◆ **Your goal**:
Rewrite as a numbered list everything from the line containing "Where can the green leaf surface" down to the line containing "column 173, row 85", both of those lines included. Leave out any blank lines.

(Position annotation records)
*-*-*

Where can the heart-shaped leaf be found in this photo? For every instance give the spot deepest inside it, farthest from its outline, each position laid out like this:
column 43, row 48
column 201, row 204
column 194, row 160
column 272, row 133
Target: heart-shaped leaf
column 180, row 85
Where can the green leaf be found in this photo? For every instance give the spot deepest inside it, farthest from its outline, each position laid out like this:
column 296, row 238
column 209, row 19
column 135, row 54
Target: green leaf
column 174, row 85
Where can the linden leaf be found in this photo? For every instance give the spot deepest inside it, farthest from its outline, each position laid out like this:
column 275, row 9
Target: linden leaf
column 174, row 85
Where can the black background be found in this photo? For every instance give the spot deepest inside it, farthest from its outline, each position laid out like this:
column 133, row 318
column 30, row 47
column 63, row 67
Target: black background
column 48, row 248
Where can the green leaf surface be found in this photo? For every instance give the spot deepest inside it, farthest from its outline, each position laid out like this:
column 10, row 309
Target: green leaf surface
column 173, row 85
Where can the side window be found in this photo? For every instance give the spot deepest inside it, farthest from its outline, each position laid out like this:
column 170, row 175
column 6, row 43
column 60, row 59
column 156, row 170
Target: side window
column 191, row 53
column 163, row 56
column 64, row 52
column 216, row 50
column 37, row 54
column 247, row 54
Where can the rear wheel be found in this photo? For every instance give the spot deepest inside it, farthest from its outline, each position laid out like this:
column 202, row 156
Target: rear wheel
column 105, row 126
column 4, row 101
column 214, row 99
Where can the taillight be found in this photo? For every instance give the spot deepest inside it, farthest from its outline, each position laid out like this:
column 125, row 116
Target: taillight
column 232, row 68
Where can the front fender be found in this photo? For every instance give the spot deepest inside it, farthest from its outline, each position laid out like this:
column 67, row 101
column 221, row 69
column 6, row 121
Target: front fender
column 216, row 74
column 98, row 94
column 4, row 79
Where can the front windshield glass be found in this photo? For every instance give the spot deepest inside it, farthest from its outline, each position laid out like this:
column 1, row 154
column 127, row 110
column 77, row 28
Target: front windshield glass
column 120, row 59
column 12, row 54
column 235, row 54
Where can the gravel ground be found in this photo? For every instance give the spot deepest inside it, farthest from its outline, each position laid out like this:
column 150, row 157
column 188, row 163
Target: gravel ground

*-*-*

◆ **Solution for this exercise**:
1. Where can the green leaf surface be found in this photo? For every instance give the spot deepest inside it, farthest from its outline, each position laid out like this:
2. column 10, row 309
3. Target: green leaf surface
4. column 173, row 85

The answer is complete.